**Instructions to follow**. The output must reproduce each line of the data word for word.
++++ Records provided
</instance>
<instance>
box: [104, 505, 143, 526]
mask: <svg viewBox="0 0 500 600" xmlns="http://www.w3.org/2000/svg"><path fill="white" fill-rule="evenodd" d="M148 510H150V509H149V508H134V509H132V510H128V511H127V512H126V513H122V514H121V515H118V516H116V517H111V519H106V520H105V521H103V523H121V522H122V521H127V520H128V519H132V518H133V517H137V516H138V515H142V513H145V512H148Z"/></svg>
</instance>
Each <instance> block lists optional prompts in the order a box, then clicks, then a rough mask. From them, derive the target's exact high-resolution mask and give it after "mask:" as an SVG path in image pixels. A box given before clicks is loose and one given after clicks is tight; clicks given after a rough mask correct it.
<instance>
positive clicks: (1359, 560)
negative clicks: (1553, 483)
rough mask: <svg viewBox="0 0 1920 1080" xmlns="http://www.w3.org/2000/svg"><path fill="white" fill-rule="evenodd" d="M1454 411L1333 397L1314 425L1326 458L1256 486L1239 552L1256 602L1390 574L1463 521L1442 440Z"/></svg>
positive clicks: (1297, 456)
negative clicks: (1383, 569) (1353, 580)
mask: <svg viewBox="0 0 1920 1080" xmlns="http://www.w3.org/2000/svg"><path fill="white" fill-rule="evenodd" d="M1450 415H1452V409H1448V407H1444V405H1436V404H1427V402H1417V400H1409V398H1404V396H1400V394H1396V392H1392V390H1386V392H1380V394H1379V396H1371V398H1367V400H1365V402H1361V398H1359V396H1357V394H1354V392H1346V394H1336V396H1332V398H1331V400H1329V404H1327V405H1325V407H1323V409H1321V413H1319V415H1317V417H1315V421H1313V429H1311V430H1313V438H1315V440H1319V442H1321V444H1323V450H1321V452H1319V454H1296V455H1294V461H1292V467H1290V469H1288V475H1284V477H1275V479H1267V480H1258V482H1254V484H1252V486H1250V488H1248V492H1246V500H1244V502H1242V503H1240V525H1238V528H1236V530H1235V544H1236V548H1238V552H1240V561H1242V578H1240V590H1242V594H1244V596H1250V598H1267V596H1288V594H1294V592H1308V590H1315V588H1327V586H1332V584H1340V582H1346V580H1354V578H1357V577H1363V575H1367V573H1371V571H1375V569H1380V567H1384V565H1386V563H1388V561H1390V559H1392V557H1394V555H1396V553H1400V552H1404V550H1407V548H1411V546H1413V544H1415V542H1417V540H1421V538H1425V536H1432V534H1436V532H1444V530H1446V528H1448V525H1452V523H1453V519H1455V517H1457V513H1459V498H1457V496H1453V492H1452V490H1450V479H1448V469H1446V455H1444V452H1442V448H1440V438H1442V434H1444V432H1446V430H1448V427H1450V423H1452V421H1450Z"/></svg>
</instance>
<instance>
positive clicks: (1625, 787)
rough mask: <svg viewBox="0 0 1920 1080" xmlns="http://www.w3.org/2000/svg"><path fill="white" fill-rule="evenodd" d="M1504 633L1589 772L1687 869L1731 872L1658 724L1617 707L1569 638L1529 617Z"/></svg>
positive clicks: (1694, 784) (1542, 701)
++++++++
**Final answer**.
</instance>
<instance>
box: [104, 505, 143, 526]
mask: <svg viewBox="0 0 500 600" xmlns="http://www.w3.org/2000/svg"><path fill="white" fill-rule="evenodd" d="M148 510H150V509H149V508H134V509H132V510H128V511H127V512H126V513H122V514H121V515H118V516H116V517H111V519H106V520H105V521H103V523H121V522H122V521H127V520H128V519H132V518H133V517H137V516H138V515H142V513H145V512H148Z"/></svg>
</instance>
Each <instance> block lists optional prompts in the order a box, then clicks, then a rough mask. From them, derive the target's exact high-resolution mask and give it after "mask:" as an SVG path in image pixels. A box given before clicks is loose and one given after clicks is tight; clicks given after a rough mask correct it.
<instance>
positive clicks: (1359, 560)
negative clicks: (1553, 483)
rough mask: <svg viewBox="0 0 1920 1080" xmlns="http://www.w3.org/2000/svg"><path fill="white" fill-rule="evenodd" d="M1454 411L1333 397L1314 425L1326 458L1256 486L1239 552L1256 602L1390 574L1463 521L1442 440Z"/></svg>
positive clicks: (1297, 456)
negative clicks: (1383, 569) (1353, 580)
mask: <svg viewBox="0 0 1920 1080" xmlns="http://www.w3.org/2000/svg"><path fill="white" fill-rule="evenodd" d="M1450 415H1452V409H1448V407H1444V405H1436V404H1427V402H1417V400H1409V398H1404V396H1400V394H1396V392H1392V390H1386V392H1380V394H1379V396H1371V398H1367V400H1365V402H1361V398H1359V396H1357V394H1354V392H1346V394H1336V396H1332V398H1331V400H1329V404H1327V405H1325V407H1323V409H1321V413H1319V415H1317V417H1315V421H1313V429H1311V430H1313V438H1315V440H1319V442H1321V444H1323V450H1321V452H1319V454H1296V455H1294V461H1292V467H1290V469H1288V475H1284V477H1275V479H1267V480H1258V482H1254V484H1252V486H1250V488H1248V492H1246V500H1244V502H1242V503H1240V525H1238V528H1236V530H1235V544H1236V548H1238V552H1240V561H1242V578H1240V590H1242V594H1244V596H1250V598H1267V596H1288V594H1294V592H1308V590H1315V588H1327V586H1332V584H1340V582H1346V580H1354V578H1357V577H1363V575H1367V573H1371V571H1375V569H1380V567H1384V565H1386V563H1388V561H1390V559H1392V557H1394V555H1396V553H1400V552H1404V550H1407V548H1411V546H1413V544H1415V542H1417V540H1421V538H1425V536H1432V534H1436V532H1444V530H1446V528H1448V525H1452V523H1453V519H1455V517H1457V513H1459V498H1457V496H1453V492H1452V490H1450V479H1448V469H1446V455H1444V452H1442V448H1440V438H1442V434H1444V432H1446V430H1448V427H1450V423H1452V421H1450Z"/></svg>
</instance>
<instance>
positive clicks: (1625, 787)
rough mask: <svg viewBox="0 0 1920 1080" xmlns="http://www.w3.org/2000/svg"><path fill="white" fill-rule="evenodd" d="M1504 633L1589 772L1687 869L1731 872L1658 724L1617 707L1569 638L1529 617Z"/></svg>
positive clicks: (1694, 784) (1542, 701)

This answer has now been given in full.